◆ EXERCISE PROMPT:
Please write out the listing from its first line through the line that contains "[[[1061,161],[1043,216],[1076,232],[1076,142],[1068,146]]]", including both of those lines, and leave out the pictures.

Collected data entries
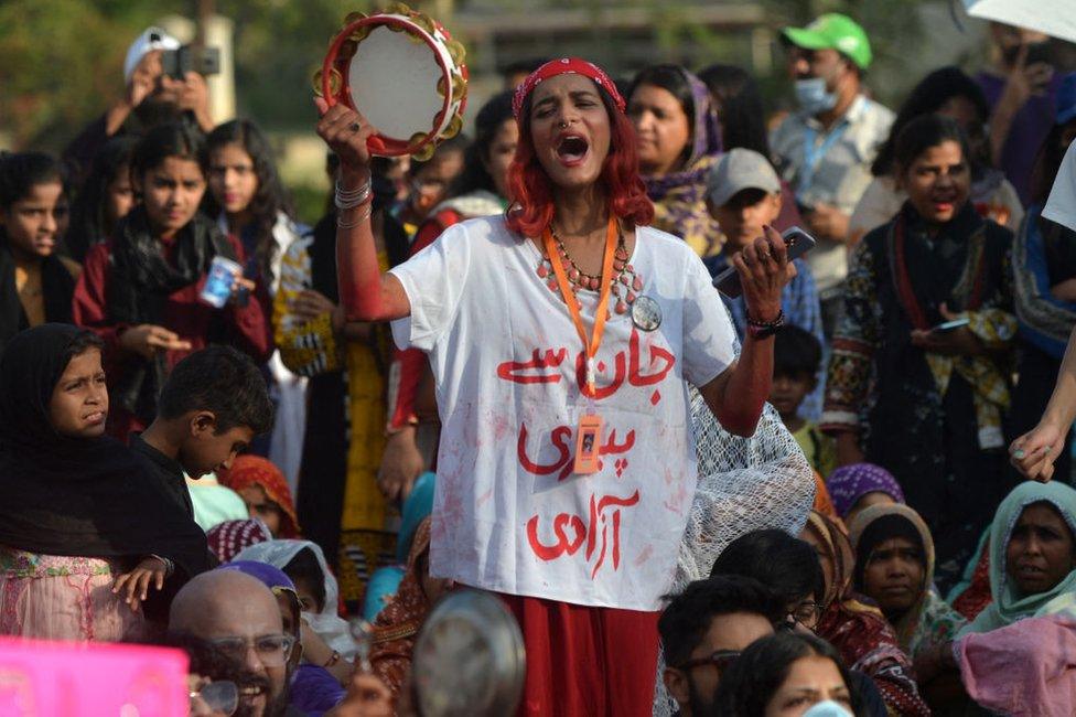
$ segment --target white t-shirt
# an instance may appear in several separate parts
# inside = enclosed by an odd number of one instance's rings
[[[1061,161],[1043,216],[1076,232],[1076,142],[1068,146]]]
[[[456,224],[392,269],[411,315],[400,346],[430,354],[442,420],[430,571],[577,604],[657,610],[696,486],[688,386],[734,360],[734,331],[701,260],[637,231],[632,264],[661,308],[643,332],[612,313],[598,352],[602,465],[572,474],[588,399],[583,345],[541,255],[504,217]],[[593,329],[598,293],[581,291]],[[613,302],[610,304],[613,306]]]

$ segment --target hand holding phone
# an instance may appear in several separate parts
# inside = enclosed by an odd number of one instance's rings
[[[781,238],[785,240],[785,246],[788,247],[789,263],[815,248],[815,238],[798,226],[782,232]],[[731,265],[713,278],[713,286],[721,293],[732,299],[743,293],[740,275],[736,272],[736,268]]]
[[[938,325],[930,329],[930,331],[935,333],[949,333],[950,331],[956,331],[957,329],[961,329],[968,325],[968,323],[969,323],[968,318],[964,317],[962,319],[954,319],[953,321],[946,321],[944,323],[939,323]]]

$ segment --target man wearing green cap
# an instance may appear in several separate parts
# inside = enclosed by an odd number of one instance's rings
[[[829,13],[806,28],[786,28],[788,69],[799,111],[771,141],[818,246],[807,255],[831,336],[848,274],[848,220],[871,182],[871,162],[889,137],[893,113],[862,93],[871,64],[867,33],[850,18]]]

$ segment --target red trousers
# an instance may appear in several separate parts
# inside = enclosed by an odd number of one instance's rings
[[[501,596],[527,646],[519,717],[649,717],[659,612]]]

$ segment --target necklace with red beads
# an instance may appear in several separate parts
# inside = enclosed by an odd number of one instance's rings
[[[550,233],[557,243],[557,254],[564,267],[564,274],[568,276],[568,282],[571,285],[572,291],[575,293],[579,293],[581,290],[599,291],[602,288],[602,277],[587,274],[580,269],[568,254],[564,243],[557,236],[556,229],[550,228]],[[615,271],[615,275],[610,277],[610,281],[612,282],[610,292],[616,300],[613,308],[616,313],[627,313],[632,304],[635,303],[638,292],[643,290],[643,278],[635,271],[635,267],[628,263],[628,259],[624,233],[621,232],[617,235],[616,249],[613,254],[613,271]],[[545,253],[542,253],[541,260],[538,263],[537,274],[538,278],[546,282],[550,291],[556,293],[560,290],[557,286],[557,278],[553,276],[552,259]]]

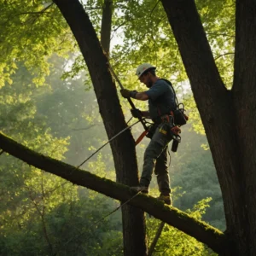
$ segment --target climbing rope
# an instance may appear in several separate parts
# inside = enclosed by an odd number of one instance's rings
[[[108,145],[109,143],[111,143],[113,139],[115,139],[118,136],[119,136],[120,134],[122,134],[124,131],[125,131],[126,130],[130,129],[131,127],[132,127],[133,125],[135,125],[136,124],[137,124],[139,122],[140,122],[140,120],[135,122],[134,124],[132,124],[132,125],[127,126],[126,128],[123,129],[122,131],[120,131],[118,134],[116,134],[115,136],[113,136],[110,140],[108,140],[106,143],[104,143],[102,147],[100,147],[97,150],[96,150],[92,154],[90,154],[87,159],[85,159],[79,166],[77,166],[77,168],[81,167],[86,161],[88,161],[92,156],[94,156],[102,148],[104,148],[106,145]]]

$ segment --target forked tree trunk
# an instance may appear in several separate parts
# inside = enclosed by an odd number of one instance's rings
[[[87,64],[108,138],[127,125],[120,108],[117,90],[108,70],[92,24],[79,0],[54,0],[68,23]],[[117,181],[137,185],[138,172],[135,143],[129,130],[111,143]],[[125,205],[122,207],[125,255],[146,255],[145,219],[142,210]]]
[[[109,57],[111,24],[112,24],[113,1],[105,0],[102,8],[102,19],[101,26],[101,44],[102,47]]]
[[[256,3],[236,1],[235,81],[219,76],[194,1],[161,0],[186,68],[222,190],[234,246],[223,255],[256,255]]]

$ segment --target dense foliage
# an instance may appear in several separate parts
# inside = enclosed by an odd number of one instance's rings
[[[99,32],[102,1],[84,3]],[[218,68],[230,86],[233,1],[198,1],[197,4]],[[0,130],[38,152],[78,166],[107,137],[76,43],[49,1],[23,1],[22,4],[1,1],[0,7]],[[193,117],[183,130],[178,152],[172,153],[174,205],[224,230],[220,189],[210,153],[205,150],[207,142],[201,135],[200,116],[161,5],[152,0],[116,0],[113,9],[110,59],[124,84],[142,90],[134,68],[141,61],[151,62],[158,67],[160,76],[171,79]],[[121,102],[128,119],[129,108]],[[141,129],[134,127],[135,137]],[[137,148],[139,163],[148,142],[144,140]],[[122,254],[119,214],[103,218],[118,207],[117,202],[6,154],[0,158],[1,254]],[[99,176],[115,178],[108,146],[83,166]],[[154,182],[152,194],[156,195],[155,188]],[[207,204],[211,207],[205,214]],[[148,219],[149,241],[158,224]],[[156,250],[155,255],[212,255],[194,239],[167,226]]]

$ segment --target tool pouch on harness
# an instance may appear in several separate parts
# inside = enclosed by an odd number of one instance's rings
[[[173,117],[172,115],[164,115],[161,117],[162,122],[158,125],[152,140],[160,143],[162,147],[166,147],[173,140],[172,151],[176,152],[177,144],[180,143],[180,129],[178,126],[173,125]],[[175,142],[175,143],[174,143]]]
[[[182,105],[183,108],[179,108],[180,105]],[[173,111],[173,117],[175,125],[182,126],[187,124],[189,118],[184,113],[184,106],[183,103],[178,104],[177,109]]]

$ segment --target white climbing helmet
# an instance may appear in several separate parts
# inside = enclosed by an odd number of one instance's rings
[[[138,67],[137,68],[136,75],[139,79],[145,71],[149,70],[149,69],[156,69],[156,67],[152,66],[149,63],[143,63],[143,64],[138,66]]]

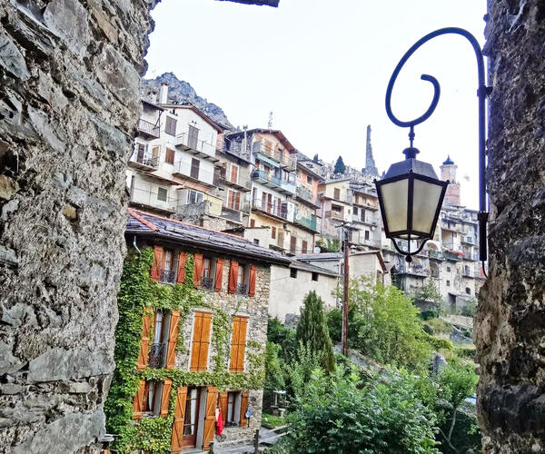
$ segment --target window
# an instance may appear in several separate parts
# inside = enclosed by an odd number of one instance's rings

◆ FINISHED TASK:
$ segment --target white t-shirt
# an instance may appear in several separate parts
# inside = enclosed by an odd number of one instance's rings
[[[1061,161],[1043,216],[1076,232],[1076,142],[1068,146]]]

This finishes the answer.